- What is asked:
Please copy the following entries word for word, omitting the pictures.
>> START Listing
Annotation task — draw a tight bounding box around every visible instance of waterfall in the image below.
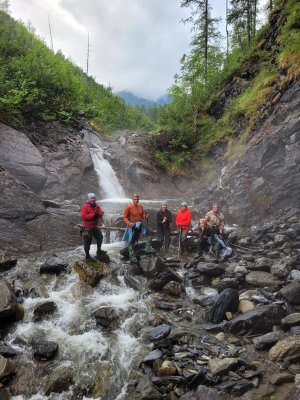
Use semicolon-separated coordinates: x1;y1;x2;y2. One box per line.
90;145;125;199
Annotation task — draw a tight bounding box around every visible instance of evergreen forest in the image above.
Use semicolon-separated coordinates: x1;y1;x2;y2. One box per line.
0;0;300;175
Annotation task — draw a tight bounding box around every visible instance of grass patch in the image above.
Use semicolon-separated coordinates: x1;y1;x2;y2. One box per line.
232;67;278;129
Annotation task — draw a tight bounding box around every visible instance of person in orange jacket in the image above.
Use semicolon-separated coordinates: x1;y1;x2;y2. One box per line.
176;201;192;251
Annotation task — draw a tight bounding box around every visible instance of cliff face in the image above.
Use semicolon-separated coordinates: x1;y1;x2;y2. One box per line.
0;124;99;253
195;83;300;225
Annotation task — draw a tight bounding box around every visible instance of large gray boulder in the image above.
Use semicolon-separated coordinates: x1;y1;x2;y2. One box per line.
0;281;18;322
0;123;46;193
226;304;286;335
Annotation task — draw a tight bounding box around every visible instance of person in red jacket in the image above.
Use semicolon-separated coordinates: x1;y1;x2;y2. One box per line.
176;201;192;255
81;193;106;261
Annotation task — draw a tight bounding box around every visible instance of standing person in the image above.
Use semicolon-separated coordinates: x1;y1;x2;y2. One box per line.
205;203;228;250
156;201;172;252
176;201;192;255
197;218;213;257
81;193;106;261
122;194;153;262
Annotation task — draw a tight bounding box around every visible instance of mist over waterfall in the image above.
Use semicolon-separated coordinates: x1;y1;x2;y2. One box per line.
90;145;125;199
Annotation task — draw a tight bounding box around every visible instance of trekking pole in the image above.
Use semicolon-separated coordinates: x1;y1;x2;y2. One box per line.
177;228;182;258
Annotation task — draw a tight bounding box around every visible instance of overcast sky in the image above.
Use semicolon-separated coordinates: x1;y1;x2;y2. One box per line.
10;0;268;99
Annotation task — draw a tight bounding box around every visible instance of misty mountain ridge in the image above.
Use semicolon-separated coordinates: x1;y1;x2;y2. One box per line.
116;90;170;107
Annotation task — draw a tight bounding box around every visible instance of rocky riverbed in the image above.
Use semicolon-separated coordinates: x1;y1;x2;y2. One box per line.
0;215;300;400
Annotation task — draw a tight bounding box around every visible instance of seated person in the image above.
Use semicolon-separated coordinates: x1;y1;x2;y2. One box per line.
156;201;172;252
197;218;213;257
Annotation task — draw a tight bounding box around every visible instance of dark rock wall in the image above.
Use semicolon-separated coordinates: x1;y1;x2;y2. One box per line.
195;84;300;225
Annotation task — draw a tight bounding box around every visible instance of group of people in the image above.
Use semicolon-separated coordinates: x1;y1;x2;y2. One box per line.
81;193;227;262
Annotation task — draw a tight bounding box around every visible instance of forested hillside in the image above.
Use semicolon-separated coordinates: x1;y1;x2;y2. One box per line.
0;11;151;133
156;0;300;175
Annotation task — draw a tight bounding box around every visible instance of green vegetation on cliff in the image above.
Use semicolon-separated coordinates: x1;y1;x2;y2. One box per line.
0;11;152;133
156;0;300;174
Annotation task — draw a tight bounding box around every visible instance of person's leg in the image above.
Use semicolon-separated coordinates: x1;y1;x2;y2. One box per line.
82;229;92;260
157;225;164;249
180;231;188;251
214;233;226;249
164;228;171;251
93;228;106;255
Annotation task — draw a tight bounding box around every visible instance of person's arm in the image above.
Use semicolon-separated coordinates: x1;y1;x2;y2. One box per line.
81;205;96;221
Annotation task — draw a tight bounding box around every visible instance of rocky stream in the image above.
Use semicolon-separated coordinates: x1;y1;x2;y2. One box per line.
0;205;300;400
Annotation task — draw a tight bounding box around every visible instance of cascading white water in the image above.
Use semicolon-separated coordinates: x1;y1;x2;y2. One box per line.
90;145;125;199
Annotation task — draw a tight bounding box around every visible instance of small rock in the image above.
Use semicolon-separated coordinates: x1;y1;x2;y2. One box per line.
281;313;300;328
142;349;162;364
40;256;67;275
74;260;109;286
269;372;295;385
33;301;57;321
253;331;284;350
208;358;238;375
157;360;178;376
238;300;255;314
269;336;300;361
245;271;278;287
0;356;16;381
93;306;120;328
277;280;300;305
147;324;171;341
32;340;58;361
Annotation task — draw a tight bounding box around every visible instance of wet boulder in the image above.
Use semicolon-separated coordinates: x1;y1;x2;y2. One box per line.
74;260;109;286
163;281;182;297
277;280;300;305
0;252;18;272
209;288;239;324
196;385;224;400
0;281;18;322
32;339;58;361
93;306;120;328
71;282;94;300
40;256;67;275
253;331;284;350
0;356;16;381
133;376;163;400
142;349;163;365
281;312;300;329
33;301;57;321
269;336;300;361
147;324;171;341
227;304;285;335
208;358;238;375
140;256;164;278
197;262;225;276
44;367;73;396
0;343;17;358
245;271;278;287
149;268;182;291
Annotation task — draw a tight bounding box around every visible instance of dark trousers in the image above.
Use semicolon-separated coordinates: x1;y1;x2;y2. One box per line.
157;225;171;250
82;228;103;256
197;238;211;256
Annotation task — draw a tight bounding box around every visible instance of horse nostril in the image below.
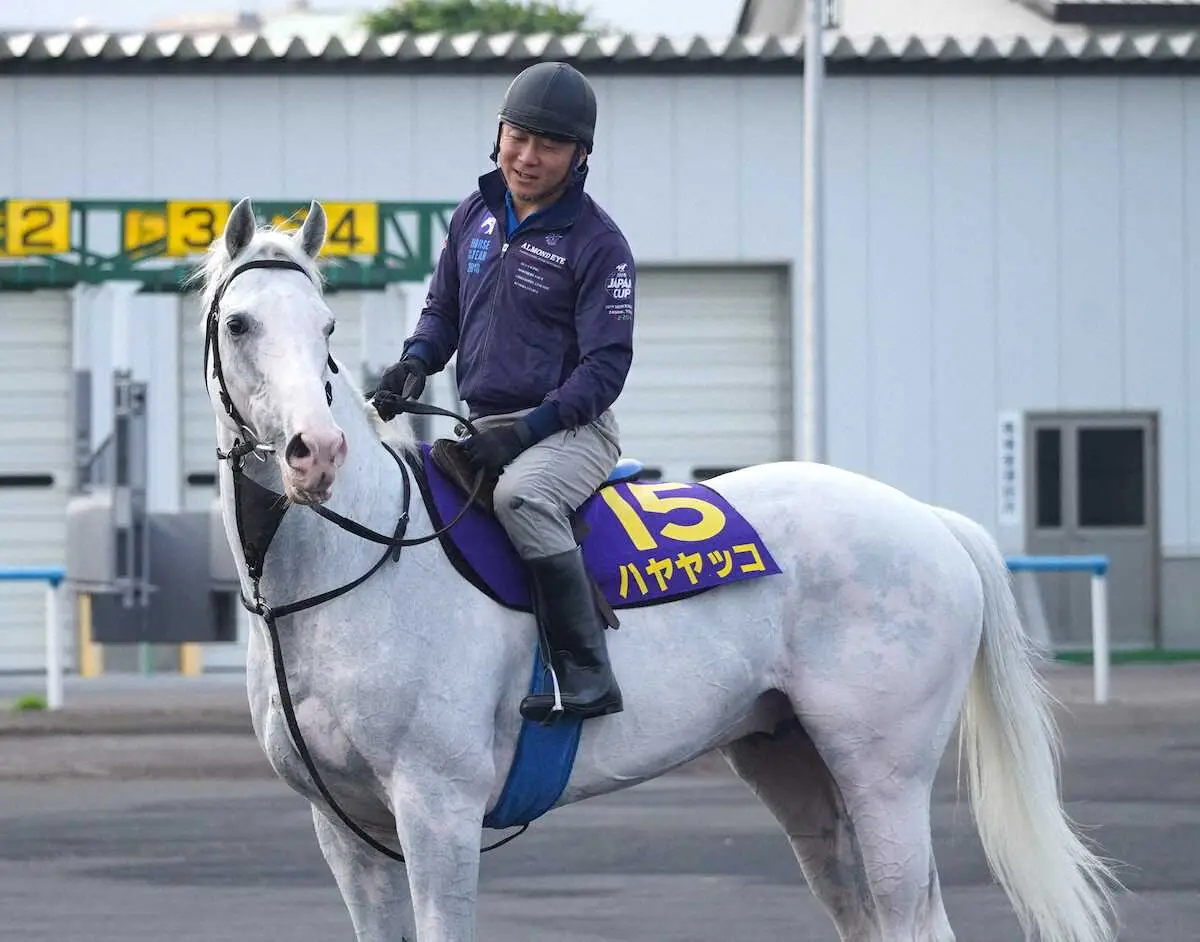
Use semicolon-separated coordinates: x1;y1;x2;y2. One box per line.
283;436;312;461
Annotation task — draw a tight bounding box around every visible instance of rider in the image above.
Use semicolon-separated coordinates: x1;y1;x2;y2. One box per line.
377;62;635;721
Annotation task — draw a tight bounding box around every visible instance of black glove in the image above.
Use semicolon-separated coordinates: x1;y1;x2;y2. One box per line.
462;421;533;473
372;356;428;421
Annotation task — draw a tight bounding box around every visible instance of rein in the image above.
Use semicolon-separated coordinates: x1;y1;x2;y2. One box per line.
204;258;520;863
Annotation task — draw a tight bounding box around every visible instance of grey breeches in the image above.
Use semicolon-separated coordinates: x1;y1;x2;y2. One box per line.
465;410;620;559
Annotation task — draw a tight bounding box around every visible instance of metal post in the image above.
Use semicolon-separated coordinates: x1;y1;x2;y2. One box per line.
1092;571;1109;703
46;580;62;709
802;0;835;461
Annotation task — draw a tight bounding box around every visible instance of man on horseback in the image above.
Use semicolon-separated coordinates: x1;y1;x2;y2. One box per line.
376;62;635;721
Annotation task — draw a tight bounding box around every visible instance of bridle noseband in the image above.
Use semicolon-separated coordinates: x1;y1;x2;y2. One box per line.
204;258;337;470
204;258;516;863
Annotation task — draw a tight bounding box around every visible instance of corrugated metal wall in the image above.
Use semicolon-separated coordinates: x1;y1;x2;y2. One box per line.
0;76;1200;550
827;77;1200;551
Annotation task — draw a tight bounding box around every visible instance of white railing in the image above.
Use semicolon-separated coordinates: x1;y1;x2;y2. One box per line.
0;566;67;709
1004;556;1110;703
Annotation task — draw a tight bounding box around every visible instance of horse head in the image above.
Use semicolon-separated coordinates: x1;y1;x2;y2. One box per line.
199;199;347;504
>> END Listing
- Exercise output:
Annotation task — draw a tight bounding box around every visible instance of waterfall in the image below.
Use semicolon-separated coordinates: x1;y1;x2;y2. One box per line.
90;145;125;199
Annotation task — draw a tight bounding box around every visible instance of evergreen forest in the image above.
Use semicolon-separated coordinates: x1;y1;x2;y2. One box per line.
0;0;300;175
Annotation task — draw a tight bounding box around every visible instance of grass patch in the image above.
Use semicolon-separated coordinates: x1;y1;x2;y2. One box per line.
232;67;278;129
Annotation task — draw a tight bounding box around every visible instance of person in orange jacket in the image above.
Use semicolon-separated coordinates: x1;y1;x2;y2. One box per line.
176;201;192;251
Annotation task — draw a tight bounding box around every visible instance of cliff face in the image above.
Use semicolon-separated coordinates: x1;y1;x2;y2. One box per line.
0;124;99;253
195;83;300;225
Annotation task — draw a tight bounding box around every visible instance of large gray boulder in the image above.
Use semicolon-separated coordinates: x1;y1;x2;y2. One box per line.
0;281;18;322
0;123;46;193
226;304;286;335
Annotation task — draw a tight bounding box around every visible instance of person in red jacket in the image above.
Use semicolon-separated coordinates: x1;y1;x2;y2. One box per line.
176;201;192;255
81;193;106;261
Annotation task — draw a tight bounding box around every visible instance of standing person in the image above.
Use semicolon-separated coordinates: x1;y1;x2;y2. One box per line.
205;203;228;250
156;201;172;252
176;201;192;255
197;218;213;257
81;193;106;261
122;194;153;262
Annotation task — draw a tight bounding box around every visible instance of mist over waterfall in the image above.
Use semicolon-separated coordinates: x1;y1;x2;y2. One box per line.
90;145;125;199
Annotation task — draw a tight bounding box around every visible instance of trekking pole in the image above.
Use semicolon-separated coordinates: x1;y1;x2;y2. One box per line.
177;228;182;258
Annotation task — draw a tight bounding box around every visible instance of overcast sky in the image above.
Use semicolon-separated coordinates: x1;y1;x2;y2. One box per line.
10;0;268;99
Annotation task — draw a tight bounding box around every visible instance of misty mountain ridge in the image above.
Use semicolon-separated coordinates: x1;y1;x2;y2. One box per line.
116;90;170;107
Annotation task — draw a tight bounding box around every visible instance of rocky riverbed in the image above.
Use semicolon-separated coordinates: x1;y1;x2;y2. One box per line.
0;215;300;400
Annotation task — draw a tight bounding box around every visible instance of seated person in the image above.
Use semicolon-separated coordinates: x1;y1;x2;y2. One box per line.
156;201;172;252
197;218;213;257
Annotation task — draw a tight bounding box around every visible instance of dark rock wall in the image above.
Use semicolon-separated coordinates: x1;y1;x2;y2. One box per line.
195;84;300;225
Annotation task — draw a tight bounding box around every visible instance of group of people in the image above.
Use semicolon-separated coordinates: x1;y1;x2;y2. One box per line.
81;193;227;262
Annotation task — draw a tight bounding box around every visible instance of forested hillside in the image above.
Use semicolon-separated coordinates: x1;y1;x2;y2. One box per line.
0;11;151;133
156;0;300;175
Annotation task — draw a tight bounding box around every visible instance of green vegetation on cliff in the image above.
Use semicolon-separated coordinates: x1;y1;x2;y2. One box per line.
0;11;152;133
156;0;300;174
Annotation task — draw a tight bounding box around every visible instance of person's leg in the image above.
Use semicolon-separated coordinates: x1;y1;x2;y2. One box per line.
82;229;92;260
157;225;164;249
180;231;188;251
214;233;226;249
164;228;171;251
93;228;106;255
Annotation task — draw a tight bounding box around every visible instance of person's arm in the image above.
Use semicolon-separated coordinates: x1;y1;x2;y2. One box per line.
81;205;96;221
Annotation task — draw a tight bounding box around every visible instance of rocky stream in the image above.
Use semicolon-separated coordinates: x1;y1;x2;y2. One box per line.
0;205;300;400
Annotation task — draw a tight bounding box around every visible instance of cascading white water in the image above.
Use semicolon-separated coordinates: x1;y1;x2;y2. One box per line.
90;145;125;199
Annotation task — draw a tight bounding box around every visible instance of small rock in the image above.
Use semicolon-separated coordinates: x1;y1;x2;y2. One box per line.
281;313;300;328
142;349;162;364
40;256;67;275
74;260;109;286
269;372;295;385
33;301;57;321
253;331;284;350
208;358;238;375
157;360;178;376
238;300;255;314
269;336;300;361
245;271;278;287
0;356;16;381
93;306;120;328
277;280;300;305
147;324;171;341
32;340;58;361
Annotation task — draw a tight bounding box around every visible instance of wet boulder in the image above.
Use semicolon-separated coordinates: x1;y1;x2;y2. One box per line.
74;260;109;286
163;281;182;297
277;280;300;305
0;252;18;272
209;288;239;324
196;385;224;400
0;281;18;322
32;339;58;361
93;306;120;328
71;282;94;300
40;256;67;275
253;331;284;350
0;356;16;381
133;376;163;400
142;349;163;365
281;312;300;329
33;301;57;321
269;336;300;361
147;324;171;341
227;304;285;335
208;358;238;375
140;256;164;278
197;262;225;276
44;367;73;396
0;343;17;358
245;271;278;287
149;268;182;291
Annotation task — draw a tight bounding box around every visible instance of dark trousers in the image above.
Use semicolon-separated coordinates: x1;y1;x2;y2. One box per line.
157;225;171;250
82;228;103;256
197;238;211;256
Annotation task — draw a tight bounding box around every visible instance of horse nostril in the image below.
Use semicolon-separated coordinates: x1;y1;x2;y2. One box per line.
283;436;312;461
Annotation task — draw a tight bounding box around every visible instance of rider in the image above.
Use semicolon-separated coordinates: x1;y1;x2;y2. One box per line.
377;62;635;721
Annotation task — draw a tight bounding box around every visible instance of black glove in the image above.
Use semicolon-separated coordinates: x1;y1;x2;y2. One box per line.
462;421;533;473
372;356;428;421
Annotation task — draw a tight bounding box around every visible instance of rein in the image above.
Use semicolon-separated coordinates: x1;y1;x2;y2. One box per line.
204;258;520;863
Annotation task — draw a tight bounding box around every visible instance of grey breeches in the image above.
Use semicolon-separated coordinates: x1;y1;x2;y2. One box per line.
465;410;620;559
Annotation task — draw a tight bounding box around every visible instance of metal post in the image above.
Use semicolon-separated coordinates: x1;y1;x2;y2. One box per line.
1092;571;1109;703
46;580;62;709
802;0;835;461
Annotation task — draw a tight bounding box around every visible instance of man on horseback in the image above.
Use semicolon-separated coordinates: x1;y1;x2;y2. One box per line.
376;62;635;721
Annotation task — draw a tight bounding box around every visible instance of bridle noseband in the image above.
Use semicolon-separated coordinates: x1;y1;x2;y2. One box per line.
204;258;337;470
204;258;516;863
Annotation task — draw a tight bounding box around every visible instance of corrugated metal wall in the image above.
Use semicolon-separated coordinates: x1;y1;x2;y2. One box per line.
0;76;1200;550
827;77;1200;551
Annotation task — draw a tight bounding box around every visible instance of white railing in the image above.
Use semicolon-separated coordinates: x1;y1;x2;y2. One box per line.
0;566;67;709
1004;556;1110;703
Annotation task — draw a tight bounding box around every visible instance of horse head in the image above.
Use semicolon-separated coordinates: x1;y1;x2;y2. One box per line.
199;199;347;504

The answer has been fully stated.